◆ **Texte proposé**:
★ ★ ★ ★ ★
Ce siège, tout ce qu’il y a de plus authentique, fut conservé pendant plusieurs siècles dans le trésor de l’Abbaye de Saint-Denis. Après la suppression des monastères, il passa au Palais-Royal, où il fut conservé avec tout le soin que méritait un meuble aussi précieux, plus tard il fut déposé au cabinet des médailles.
Il fit encore un long séjour au Musée des Souverains, installé dans le beau château de Saint-Germain. Aujourd’hui il habite la bibliothèque nationale où on peut le voir au Cabinet des Antiques.
Après la bataille de Wagram l’empereur érigea Chambord en principauté et en fit don au maréchal Bertier à la condition de terminer le château. Après la mort du prince de Wagram, sa veuve ne pouvant l’achever ni même l’entretenir, obtint l’autorisation, après en avoir coupé tous les bois, de le vendre.
C’est alors qu’une souscription nationale, proposée par le Comte Adrien de Calonne, combattue par Paul-Louis Courier, racheta le domaine de Chambord au prix de un million cinq cent quarante deux mille francs, pour l’offrir au duc de Bordeaux qui venait de naître.
Avant de partir et pendant que mes yeux s’absorbaient une dernière fois, dans la contemplation de cette splendide demeure, mon esprit voyageait grand train et déroulant les événements d’un demi-siècle, je rêvais mélancoliquement au passé qu’était alors l’avenir, lequel n’a rien tenu de ce qu’on attendait de lui. Cette terre essentiellement française, cet ancien domaine de nos rois, ce château qui aurait dû rester l’apanage des princes légitimes du pays, appartient maintenant à un étranger, à un prince italien, peut-être hostile, en tout cas, indifférent, qui se contentera désormais de palper les revenus et d’entretenir tout juste la toiture des bâtiments pour qu’ils ne tombent pas tout à fait en ruine!
Je suis partie navrée.
Vraiment les choses de ce monde n’ont de stable que leur instabilité même!
AZAY-LE-RIDEAU
Encore une demeure attrayante, un vrai régal pour les yeux. C’est avec une satisfaction sans cesse renouvelée que l’archéologue et le touriste visitent tant de purs chefs-d’œuvre du style renaissance. Tous ces châteaux m’émerveillent, je finis par devenir un peu enfant. C’est toujours le dernier visité qui me paraît le plus beau. Donc je retrouve ici même grâce dans les lignes, même profusion dans les sculptures, pilastres et colonnes, balustres et clochetons, niches et bas-reliefs. Là, j’admire la salamandre au milieu des flammes avec la devise du roi chevalier: Nutriseo et exstinguo. Ailleurs, je remarque les armes de Claude sa femme, l’hermine bretonne, et je lis cette autre devise: Ung seul désir, et tout cela supérieurement fouillé, ciselé, si je puis m’exprimer ainsi.
★ ★ ★ ★ ★
◆ **Consignes**:
1 > Répondez à ces questions sur l'extrait sur les châteaux :
(a) Où le siège est-il resté pendant plusieurs siècles ?
(b) Qui a proposé la souscription nationale pour racheter Chambord ?
(c) Quelle devise accompagne les armes de Claude ?
2 > Poursuivez l'extrait sur les châteaux à partir de sa dernière phrase.
★ ★ ★ ★ ★
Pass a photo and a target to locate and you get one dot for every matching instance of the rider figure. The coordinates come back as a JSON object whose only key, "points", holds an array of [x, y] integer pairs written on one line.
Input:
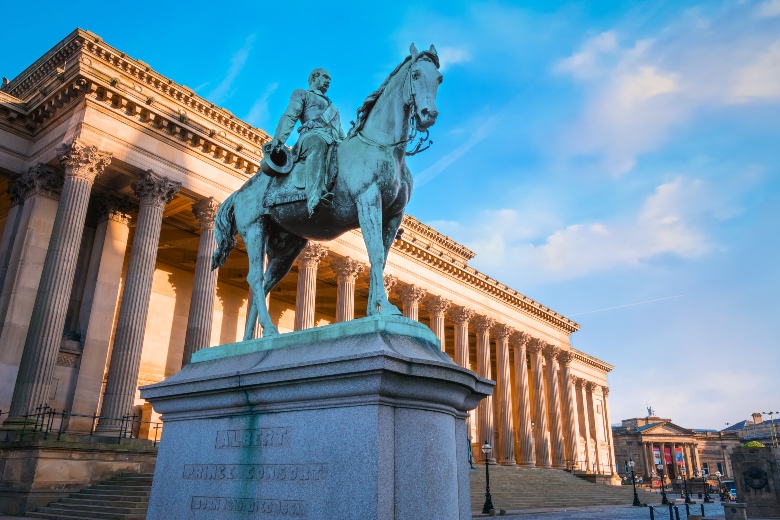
{"points": [[320, 128]]}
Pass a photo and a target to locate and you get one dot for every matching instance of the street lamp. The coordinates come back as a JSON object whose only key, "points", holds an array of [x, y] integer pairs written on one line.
{"points": [[664, 500], [633, 483], [685, 486], [486, 448]]}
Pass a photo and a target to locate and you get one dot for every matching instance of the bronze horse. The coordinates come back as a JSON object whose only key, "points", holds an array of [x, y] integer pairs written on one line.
{"points": [[371, 190]]}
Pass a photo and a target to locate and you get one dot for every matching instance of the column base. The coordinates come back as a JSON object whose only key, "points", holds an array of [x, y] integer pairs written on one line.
{"points": [[272, 421]]}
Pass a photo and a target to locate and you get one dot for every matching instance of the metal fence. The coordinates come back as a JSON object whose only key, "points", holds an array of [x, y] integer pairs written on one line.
{"points": [[48, 423]]}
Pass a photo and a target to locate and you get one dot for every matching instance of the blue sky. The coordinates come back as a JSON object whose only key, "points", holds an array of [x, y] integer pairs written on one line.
{"points": [[595, 155]]}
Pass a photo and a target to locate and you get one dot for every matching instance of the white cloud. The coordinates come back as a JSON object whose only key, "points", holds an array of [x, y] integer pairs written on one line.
{"points": [[768, 9], [638, 94], [258, 115], [760, 79], [449, 56], [223, 91], [672, 221]]}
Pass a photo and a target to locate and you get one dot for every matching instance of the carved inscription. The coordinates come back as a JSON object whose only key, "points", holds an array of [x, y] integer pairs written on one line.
{"points": [[262, 437], [264, 472], [263, 506]]}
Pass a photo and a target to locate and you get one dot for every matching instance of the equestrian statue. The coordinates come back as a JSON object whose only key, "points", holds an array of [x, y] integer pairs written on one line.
{"points": [[330, 183]]}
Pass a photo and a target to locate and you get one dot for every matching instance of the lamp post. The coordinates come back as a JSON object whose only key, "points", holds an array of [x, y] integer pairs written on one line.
{"points": [[707, 497], [486, 448], [633, 483], [685, 486], [664, 500]]}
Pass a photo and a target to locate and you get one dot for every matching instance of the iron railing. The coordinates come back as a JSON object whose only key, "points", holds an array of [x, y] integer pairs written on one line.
{"points": [[46, 422]]}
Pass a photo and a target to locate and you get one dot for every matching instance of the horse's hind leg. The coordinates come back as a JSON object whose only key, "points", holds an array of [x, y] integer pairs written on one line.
{"points": [[369, 205], [255, 240]]}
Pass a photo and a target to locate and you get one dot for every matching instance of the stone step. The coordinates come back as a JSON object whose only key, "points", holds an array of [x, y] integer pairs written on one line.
{"points": [[58, 512]]}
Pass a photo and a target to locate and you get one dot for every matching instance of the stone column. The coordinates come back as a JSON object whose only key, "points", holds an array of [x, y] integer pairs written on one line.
{"points": [[590, 387], [98, 309], [347, 271], [585, 424], [204, 284], [541, 439], [36, 193], [437, 306], [569, 409], [411, 296], [608, 426], [461, 316], [506, 435], [82, 164], [485, 430], [154, 192], [390, 282], [308, 262], [554, 406], [523, 432]]}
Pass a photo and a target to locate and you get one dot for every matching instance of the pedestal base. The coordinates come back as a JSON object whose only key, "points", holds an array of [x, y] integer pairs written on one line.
{"points": [[358, 420]]}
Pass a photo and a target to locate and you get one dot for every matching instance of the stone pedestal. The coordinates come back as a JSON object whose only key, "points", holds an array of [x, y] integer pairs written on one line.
{"points": [[357, 420]]}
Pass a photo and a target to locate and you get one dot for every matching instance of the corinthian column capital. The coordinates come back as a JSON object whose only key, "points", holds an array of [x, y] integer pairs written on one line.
{"points": [[500, 331], [155, 190], [312, 254], [519, 340], [411, 294], [347, 269], [461, 315], [81, 160], [437, 305], [535, 345], [482, 324], [565, 357], [205, 210]]}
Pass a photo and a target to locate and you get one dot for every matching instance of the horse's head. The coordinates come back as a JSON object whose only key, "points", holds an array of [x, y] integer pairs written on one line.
{"points": [[424, 81]]}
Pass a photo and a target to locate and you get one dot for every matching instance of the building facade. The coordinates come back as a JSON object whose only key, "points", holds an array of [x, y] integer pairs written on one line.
{"points": [[113, 176], [651, 440]]}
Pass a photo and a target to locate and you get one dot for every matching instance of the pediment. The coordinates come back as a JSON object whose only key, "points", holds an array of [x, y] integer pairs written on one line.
{"points": [[666, 429]]}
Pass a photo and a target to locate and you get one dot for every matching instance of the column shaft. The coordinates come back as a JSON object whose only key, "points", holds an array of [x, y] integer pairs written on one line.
{"points": [[154, 193], [204, 284], [570, 410], [524, 432], [347, 271], [485, 409], [51, 301], [506, 436], [308, 262], [97, 312], [554, 405], [541, 438]]}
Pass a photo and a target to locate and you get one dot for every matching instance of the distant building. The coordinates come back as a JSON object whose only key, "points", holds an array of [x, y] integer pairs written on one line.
{"points": [[652, 440], [765, 432]]}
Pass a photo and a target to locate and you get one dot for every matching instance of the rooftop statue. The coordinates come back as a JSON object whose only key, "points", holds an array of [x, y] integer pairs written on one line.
{"points": [[330, 183]]}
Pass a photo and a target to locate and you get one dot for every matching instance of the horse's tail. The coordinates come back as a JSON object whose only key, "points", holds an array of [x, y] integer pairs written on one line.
{"points": [[224, 232]]}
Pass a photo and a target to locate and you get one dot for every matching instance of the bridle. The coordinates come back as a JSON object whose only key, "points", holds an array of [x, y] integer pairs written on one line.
{"points": [[411, 103]]}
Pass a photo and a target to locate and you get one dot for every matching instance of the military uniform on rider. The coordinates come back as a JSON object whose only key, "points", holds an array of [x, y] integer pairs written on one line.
{"points": [[320, 129]]}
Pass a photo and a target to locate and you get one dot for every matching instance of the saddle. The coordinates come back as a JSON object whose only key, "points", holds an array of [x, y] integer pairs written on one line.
{"points": [[284, 189]]}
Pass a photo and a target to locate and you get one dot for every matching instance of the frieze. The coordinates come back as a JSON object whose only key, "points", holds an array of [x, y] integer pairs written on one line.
{"points": [[257, 472], [254, 506]]}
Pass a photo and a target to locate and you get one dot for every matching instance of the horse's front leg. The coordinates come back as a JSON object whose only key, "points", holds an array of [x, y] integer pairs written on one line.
{"points": [[369, 204]]}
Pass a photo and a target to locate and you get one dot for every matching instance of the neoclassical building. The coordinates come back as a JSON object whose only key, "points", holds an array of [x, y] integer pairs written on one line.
{"points": [[113, 174]]}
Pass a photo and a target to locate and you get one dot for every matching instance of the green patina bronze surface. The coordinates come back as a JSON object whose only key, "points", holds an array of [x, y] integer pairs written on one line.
{"points": [[367, 184]]}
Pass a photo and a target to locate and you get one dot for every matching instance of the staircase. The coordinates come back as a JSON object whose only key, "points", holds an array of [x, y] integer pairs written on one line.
{"points": [[125, 497], [515, 488]]}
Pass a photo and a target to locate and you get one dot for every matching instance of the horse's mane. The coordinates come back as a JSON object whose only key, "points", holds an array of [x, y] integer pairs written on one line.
{"points": [[368, 104]]}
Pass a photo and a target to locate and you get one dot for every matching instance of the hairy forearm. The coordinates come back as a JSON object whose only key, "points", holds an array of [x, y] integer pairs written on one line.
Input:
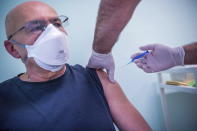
{"points": [[190, 53], [112, 17]]}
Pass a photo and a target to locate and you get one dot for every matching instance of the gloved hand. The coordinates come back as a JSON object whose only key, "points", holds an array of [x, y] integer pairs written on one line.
{"points": [[103, 61], [160, 58]]}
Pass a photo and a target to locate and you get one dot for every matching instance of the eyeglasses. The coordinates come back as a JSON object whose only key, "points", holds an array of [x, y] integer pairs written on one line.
{"points": [[40, 25]]}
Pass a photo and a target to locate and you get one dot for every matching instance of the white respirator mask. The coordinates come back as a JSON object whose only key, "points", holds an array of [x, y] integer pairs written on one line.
{"points": [[50, 51]]}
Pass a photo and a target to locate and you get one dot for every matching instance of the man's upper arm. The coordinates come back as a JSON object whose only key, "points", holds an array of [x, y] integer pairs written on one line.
{"points": [[123, 112]]}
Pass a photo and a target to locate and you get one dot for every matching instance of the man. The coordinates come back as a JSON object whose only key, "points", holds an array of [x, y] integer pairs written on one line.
{"points": [[53, 95]]}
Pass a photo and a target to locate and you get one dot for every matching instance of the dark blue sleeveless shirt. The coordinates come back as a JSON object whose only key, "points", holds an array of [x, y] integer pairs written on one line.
{"points": [[73, 102]]}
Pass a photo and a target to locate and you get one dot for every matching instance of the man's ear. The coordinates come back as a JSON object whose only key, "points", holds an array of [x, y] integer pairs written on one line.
{"points": [[11, 50]]}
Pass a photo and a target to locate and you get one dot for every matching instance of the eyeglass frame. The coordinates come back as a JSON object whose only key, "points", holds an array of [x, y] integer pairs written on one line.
{"points": [[25, 25]]}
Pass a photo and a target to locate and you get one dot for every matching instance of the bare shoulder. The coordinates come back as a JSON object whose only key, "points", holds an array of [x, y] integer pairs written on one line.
{"points": [[106, 83], [104, 78]]}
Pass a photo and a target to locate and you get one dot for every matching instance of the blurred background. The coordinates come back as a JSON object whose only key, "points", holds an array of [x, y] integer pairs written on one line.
{"points": [[169, 22]]}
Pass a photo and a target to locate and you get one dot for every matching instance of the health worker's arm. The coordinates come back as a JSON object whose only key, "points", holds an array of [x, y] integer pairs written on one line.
{"points": [[124, 114], [113, 15]]}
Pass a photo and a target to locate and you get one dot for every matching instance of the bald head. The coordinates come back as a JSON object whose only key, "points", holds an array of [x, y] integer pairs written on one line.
{"points": [[26, 12]]}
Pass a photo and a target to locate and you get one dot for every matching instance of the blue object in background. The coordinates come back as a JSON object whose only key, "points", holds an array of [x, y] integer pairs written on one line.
{"points": [[139, 56]]}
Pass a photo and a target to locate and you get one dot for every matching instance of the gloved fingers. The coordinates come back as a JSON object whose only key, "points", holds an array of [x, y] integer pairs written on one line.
{"points": [[110, 73], [140, 65], [148, 47], [146, 69], [134, 55]]}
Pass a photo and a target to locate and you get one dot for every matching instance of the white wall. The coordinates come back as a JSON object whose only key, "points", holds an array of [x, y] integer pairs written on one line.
{"points": [[171, 22]]}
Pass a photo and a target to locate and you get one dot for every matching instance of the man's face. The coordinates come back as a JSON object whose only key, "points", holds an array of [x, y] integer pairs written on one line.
{"points": [[25, 13]]}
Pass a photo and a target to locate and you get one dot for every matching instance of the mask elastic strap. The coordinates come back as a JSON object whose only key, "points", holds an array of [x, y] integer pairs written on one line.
{"points": [[18, 44]]}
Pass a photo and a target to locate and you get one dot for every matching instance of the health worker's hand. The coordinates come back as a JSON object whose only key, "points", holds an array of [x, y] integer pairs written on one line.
{"points": [[160, 58]]}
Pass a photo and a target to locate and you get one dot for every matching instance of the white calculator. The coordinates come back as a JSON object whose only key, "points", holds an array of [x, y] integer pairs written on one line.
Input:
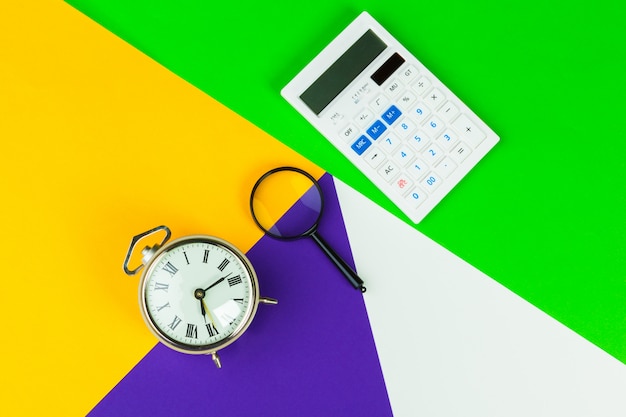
{"points": [[389, 115]]}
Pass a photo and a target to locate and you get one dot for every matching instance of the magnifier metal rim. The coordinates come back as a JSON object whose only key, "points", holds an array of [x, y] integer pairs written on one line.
{"points": [[312, 229]]}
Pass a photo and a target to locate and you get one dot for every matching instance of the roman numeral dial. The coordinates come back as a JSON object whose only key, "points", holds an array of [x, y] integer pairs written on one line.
{"points": [[198, 293]]}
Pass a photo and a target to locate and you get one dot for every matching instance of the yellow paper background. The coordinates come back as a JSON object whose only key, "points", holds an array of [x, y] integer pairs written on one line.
{"points": [[100, 143]]}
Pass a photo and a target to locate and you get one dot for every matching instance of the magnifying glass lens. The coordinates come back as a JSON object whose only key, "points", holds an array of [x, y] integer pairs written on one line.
{"points": [[284, 191]]}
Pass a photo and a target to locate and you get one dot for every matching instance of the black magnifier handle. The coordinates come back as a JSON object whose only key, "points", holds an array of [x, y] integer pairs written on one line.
{"points": [[347, 271]]}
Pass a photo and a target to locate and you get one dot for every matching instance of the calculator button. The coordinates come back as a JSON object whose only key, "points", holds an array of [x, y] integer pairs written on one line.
{"points": [[432, 153], [421, 86], [468, 130], [408, 73], [447, 139], [460, 152], [391, 115], [364, 117], [416, 197], [417, 169], [405, 127], [379, 103], [420, 113], [402, 184], [394, 88], [403, 156], [349, 133], [433, 125], [406, 99], [431, 182], [361, 145], [375, 158], [336, 117], [448, 111], [389, 171], [376, 129], [445, 167], [435, 98], [389, 143]]}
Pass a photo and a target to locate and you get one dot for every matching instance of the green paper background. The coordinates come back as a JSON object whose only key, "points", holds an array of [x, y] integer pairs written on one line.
{"points": [[543, 213]]}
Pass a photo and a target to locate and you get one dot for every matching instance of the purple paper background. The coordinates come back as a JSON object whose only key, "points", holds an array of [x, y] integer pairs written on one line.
{"points": [[313, 354]]}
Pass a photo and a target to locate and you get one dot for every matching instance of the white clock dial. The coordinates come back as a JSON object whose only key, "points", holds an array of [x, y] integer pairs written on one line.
{"points": [[199, 294]]}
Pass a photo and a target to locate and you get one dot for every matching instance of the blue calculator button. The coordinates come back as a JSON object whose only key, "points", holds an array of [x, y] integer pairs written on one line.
{"points": [[376, 129], [392, 114], [361, 145]]}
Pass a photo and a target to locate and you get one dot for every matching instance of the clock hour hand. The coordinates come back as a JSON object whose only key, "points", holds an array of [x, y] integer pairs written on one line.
{"points": [[217, 282], [202, 309], [199, 295]]}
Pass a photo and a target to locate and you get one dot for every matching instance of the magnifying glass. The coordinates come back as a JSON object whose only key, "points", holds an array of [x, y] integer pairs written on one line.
{"points": [[271, 197]]}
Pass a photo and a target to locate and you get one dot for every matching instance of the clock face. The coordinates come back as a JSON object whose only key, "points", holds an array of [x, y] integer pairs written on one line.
{"points": [[198, 294]]}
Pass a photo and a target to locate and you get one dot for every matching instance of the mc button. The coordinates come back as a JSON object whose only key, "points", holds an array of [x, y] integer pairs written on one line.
{"points": [[361, 145]]}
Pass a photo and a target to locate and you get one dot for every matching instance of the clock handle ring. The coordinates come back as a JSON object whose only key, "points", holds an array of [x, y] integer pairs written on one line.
{"points": [[136, 239]]}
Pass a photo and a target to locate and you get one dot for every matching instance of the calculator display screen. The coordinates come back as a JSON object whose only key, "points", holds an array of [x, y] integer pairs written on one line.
{"points": [[343, 71]]}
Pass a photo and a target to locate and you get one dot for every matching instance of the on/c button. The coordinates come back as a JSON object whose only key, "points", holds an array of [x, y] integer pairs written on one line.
{"points": [[361, 145]]}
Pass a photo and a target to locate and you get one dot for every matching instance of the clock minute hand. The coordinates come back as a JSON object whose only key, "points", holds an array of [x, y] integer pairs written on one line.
{"points": [[217, 282]]}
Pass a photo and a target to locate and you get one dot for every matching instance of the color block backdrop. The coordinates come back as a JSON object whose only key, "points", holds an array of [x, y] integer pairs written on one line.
{"points": [[100, 142], [543, 213]]}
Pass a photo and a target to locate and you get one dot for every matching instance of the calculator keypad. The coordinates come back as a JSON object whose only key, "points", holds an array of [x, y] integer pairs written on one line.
{"points": [[390, 116], [411, 135]]}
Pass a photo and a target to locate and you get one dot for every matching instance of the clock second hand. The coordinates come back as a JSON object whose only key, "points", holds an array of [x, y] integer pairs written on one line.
{"points": [[217, 282]]}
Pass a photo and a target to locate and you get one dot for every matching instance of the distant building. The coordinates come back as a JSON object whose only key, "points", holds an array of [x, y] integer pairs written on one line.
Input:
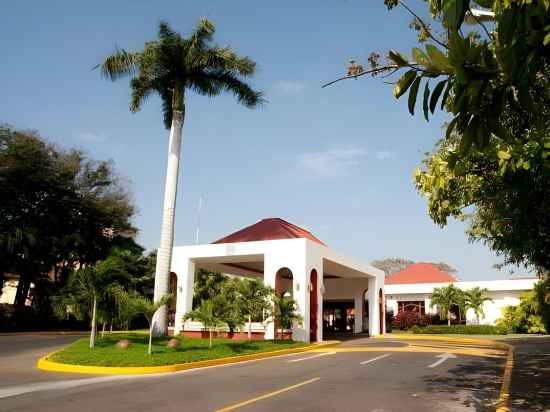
{"points": [[411, 289]]}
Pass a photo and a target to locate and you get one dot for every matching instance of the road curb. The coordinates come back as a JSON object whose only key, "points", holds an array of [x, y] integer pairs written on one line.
{"points": [[47, 365]]}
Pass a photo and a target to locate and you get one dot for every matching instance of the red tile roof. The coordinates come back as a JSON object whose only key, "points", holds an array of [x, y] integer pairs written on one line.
{"points": [[420, 273], [269, 229]]}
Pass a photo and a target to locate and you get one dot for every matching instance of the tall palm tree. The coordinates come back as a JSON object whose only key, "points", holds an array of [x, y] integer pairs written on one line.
{"points": [[170, 66], [475, 298], [445, 298]]}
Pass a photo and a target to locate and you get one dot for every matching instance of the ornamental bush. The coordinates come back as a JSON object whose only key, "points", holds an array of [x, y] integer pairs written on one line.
{"points": [[460, 329], [407, 319]]}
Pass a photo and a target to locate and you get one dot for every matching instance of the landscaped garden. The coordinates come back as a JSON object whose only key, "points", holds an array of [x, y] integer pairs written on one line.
{"points": [[106, 353]]}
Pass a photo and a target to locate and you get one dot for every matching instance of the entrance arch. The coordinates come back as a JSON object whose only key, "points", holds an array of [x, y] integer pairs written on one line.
{"points": [[313, 306], [284, 287]]}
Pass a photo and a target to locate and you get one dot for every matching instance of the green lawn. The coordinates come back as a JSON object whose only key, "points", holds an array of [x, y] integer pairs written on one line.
{"points": [[191, 349]]}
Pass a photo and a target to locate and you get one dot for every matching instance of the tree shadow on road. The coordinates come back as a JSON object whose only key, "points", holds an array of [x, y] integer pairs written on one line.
{"points": [[475, 385]]}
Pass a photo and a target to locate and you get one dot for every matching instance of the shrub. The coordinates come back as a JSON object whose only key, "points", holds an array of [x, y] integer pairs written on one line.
{"points": [[407, 319], [460, 329]]}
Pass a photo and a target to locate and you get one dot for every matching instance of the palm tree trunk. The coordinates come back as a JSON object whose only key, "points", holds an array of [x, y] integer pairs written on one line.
{"points": [[164, 253], [93, 332], [150, 349]]}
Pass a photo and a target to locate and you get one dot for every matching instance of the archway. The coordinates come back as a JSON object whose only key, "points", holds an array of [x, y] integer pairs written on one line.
{"points": [[313, 306], [283, 288], [382, 312]]}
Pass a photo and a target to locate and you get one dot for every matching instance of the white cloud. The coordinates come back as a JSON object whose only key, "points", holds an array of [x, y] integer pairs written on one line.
{"points": [[92, 137], [287, 86], [334, 162], [384, 154]]}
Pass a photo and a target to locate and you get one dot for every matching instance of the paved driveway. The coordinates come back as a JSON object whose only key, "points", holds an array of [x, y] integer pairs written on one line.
{"points": [[360, 375], [19, 353]]}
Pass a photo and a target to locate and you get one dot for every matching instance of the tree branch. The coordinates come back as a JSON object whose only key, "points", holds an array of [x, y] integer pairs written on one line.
{"points": [[380, 69], [424, 25]]}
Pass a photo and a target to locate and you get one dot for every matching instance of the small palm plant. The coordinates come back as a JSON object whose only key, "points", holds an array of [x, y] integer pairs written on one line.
{"points": [[132, 305], [444, 298], [475, 298], [169, 67], [285, 313], [206, 314], [254, 300]]}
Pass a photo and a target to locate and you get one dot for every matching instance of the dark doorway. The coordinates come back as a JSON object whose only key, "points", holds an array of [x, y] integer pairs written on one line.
{"points": [[338, 317]]}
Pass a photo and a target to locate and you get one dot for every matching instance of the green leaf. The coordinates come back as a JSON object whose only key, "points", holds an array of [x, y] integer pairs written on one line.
{"points": [[454, 12], [425, 105], [420, 57], [413, 93], [436, 93], [438, 59], [404, 83], [450, 127], [446, 94], [398, 58]]}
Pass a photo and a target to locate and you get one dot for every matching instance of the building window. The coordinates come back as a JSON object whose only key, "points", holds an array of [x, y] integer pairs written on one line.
{"points": [[412, 306]]}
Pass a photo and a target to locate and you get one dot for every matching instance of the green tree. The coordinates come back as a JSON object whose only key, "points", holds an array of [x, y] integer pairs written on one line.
{"points": [[480, 72], [170, 66], [134, 304], [475, 298], [206, 314], [255, 299], [285, 313], [444, 298], [207, 285], [87, 288], [56, 209]]}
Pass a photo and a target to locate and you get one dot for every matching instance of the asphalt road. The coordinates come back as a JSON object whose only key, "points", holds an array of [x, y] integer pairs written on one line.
{"points": [[352, 380]]}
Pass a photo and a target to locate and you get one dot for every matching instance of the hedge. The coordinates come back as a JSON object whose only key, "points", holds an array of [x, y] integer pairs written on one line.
{"points": [[460, 329]]}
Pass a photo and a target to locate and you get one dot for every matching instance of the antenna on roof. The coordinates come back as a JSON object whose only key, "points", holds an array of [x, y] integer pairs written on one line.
{"points": [[198, 220]]}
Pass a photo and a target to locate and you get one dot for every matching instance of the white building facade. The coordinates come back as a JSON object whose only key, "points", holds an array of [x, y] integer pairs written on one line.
{"points": [[293, 262], [418, 295]]}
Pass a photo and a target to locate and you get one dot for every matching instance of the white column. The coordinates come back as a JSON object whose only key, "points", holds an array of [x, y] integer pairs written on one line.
{"points": [[186, 282], [300, 332], [270, 271], [359, 311], [320, 295], [374, 307]]}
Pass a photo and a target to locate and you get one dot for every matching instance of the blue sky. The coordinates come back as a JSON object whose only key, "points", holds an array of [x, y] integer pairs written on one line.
{"points": [[337, 161]]}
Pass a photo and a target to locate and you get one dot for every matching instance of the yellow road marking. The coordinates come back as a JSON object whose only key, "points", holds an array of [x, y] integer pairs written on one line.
{"points": [[265, 396], [490, 353], [506, 381]]}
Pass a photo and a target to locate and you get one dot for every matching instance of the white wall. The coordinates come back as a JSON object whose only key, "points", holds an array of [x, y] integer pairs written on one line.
{"points": [[503, 292]]}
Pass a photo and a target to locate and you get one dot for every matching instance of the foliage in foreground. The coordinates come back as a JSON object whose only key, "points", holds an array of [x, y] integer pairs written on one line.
{"points": [[460, 329], [190, 350], [524, 318]]}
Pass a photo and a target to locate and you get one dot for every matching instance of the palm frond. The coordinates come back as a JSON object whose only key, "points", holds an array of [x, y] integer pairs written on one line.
{"points": [[141, 89], [119, 64], [203, 33]]}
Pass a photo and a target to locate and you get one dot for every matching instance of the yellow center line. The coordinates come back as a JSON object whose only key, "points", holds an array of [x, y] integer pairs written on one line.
{"points": [[265, 396]]}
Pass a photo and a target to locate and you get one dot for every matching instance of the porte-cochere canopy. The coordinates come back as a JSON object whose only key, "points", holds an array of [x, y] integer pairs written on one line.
{"points": [[293, 261]]}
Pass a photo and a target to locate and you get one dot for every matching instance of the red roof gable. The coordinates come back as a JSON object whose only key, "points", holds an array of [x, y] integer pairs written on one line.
{"points": [[420, 273], [269, 229]]}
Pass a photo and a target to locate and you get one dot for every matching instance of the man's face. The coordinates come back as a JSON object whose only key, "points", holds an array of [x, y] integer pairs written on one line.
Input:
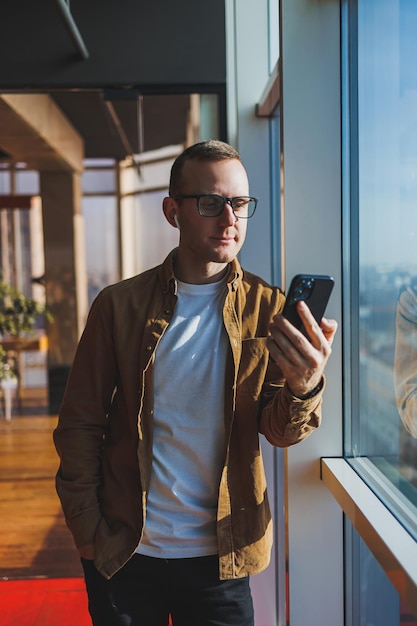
{"points": [[211, 240]]}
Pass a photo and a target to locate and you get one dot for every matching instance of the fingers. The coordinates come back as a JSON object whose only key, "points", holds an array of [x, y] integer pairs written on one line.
{"points": [[301, 359]]}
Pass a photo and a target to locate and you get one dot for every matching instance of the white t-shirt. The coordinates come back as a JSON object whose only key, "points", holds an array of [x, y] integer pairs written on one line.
{"points": [[189, 434]]}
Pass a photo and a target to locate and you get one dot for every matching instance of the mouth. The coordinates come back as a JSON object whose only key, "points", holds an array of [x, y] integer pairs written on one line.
{"points": [[224, 239]]}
★ ★ ★ ★ ★
◆ **Réponses**:
1 >
(a) Dans le trésor de l'Abbaye de Saint-Denis.
(b) Le Comte Adrien de Calonne.
(c) « Ung seul désir ».

2 >
Azay-le-Rideau est bâti sur pilotis, flanqué de tourelles qui forment, avec les deux principaux corps de bâtiment, un ensemble plein de grandeur et de suprême élégance. Le portail d’entrée présente une des plus belles façades de l’édifice, orné de colonnes recouvertes d’arabesques du meilleur goût, il se termine par un fronton armorié, et renferme à l’intérieur un escalier des plus curieux.
Les appartements sont un vrai musée, remplis de meubles rares de toutes les époques et de magnifiques tableaux, portraits historiques des meilleurs maîtres: Charles VIII, Louis XI, Charles IX, Louis XIII, Louis XV enfant, Anne de Bretagne, Anne d’Autriche, Anne de Montmorençy, Rabelais, Michel Cervantès, Catherine de Médicis, Ambroise Paré, Henriette d’Entragues, le maréchal d’Ancre, Mademoiselle de La Vallière, Madame de la Sablière, Marie-Thérèse d’Autriche, Marie Leczinska, la duchesse de Chateauroux, etc., etc.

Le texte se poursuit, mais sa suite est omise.